**Task instructions:**
Of all the lines below, output only those starting at the one with "negative clicks: (369, 219)" and ending at the one with "box: [449, 65, 474, 87]", both ends included, exactly as written.

Material supplied section start

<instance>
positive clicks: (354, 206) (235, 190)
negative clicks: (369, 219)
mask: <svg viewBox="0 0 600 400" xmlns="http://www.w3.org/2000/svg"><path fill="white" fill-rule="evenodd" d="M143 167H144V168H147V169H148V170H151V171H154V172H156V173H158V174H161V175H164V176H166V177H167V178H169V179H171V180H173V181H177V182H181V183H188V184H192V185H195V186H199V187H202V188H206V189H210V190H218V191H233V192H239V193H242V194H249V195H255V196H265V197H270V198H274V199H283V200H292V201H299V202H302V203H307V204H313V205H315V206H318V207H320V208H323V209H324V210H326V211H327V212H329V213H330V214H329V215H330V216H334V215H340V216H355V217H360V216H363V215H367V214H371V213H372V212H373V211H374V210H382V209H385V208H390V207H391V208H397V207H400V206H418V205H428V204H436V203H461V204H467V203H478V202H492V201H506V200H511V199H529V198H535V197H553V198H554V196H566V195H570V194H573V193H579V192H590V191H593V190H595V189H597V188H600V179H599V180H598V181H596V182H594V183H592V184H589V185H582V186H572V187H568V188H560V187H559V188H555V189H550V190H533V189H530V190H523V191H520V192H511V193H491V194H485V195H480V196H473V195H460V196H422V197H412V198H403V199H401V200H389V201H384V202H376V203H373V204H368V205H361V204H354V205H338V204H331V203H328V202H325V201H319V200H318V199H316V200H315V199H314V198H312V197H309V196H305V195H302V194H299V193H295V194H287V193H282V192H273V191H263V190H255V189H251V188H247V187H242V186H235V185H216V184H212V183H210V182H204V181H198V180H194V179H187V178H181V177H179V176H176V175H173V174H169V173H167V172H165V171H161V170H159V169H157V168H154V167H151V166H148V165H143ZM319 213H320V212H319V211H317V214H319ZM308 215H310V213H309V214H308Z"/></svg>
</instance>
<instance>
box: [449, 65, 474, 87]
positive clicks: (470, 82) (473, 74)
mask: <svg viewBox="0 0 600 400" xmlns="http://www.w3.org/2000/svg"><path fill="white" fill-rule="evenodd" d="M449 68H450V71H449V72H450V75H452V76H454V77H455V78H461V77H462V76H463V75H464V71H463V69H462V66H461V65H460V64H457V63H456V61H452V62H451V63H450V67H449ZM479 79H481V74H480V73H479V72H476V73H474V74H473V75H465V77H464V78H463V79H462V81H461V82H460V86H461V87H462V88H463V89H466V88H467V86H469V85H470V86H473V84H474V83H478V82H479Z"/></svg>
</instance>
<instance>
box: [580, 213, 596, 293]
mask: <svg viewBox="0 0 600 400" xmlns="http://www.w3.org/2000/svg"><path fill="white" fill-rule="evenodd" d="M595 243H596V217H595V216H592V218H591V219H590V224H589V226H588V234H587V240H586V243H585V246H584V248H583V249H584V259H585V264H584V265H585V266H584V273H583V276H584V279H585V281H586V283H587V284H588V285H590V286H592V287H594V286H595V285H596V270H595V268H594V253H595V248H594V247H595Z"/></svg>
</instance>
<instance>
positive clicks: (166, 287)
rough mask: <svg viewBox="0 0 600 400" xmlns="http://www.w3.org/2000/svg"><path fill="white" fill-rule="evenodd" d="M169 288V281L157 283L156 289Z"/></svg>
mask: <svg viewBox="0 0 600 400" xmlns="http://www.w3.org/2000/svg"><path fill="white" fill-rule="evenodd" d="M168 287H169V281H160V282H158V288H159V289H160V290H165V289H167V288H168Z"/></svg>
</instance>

Material supplied section end
Material supplied section start

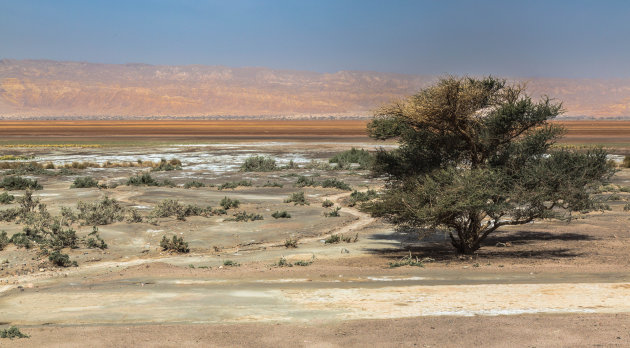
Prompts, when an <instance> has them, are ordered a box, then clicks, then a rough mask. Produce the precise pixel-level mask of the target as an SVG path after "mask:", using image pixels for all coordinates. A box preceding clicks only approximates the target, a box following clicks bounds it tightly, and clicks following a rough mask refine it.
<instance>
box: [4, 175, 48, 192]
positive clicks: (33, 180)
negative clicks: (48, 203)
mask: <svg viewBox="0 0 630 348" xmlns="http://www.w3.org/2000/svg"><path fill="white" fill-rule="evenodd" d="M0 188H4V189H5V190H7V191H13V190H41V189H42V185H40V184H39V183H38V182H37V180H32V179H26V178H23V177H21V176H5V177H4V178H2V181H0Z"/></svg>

Material supplied section end

**Reply:**
negative clicks: (369, 219)
mask: <svg viewBox="0 0 600 400" xmlns="http://www.w3.org/2000/svg"><path fill="white" fill-rule="evenodd" d="M143 167H144V168H147V169H148V170H151V171H154V172H156V173H158V174H161V175H164V176H166V177H167V178H169V179H171V180H173V181H177V182H181V183H188V184H192V185H195V186H199V187H202V188H206V189H210V190H218V191H233V192H239V193H242V194H249V195H255V196H265V197H270V198H274V199H283V200H292V201H299V202H302V203H307V204H313V205H315V206H318V207H320V208H323V209H324V210H326V211H327V212H329V213H330V214H329V215H330V216H334V215H340V216H355V217H360V216H363V215H367V214H371V213H372V212H373V211H374V210H382V209H385V208H390V207H391V208H397V207H400V206H418V205H428V204H436V203H461V204H467V203H478V202H492V201H506V200H511V199H529V198H535V197H553V198H554V196H566V195H570V194H573V193H579V192H590V191H593V190H595V189H597V188H600V179H599V180H598V181H596V182H594V183H592V184H589V185H582V186H572V187H568V188H560V187H559V188H555V189H550V190H533V189H530V190H523V191H520V192H511V193H491V194H485V195H480V196H473V195H460V196H422V197H412V198H403V199H401V200H389V201H384V202H376V203H373V204H368V205H361V204H354V205H338V204H331V203H328V202H325V201H319V200H318V199H316V200H315V199H314V198H312V197H309V196H305V195H302V194H299V193H295V194H287V193H282V192H273V191H263V190H255V189H251V188H247V187H242V186H235V185H216V184H212V183H210V182H204V181H198V180H194V179H187V178H181V177H179V176H176V175H173V174H169V173H167V172H165V171H161V170H159V169H157V168H154V167H151V166H148V165H143ZM319 213H320V212H319V211H317V214H319ZM308 215H310V213H309V214H308Z"/></svg>
</instance>
<instance>
box: [449, 65, 474, 87]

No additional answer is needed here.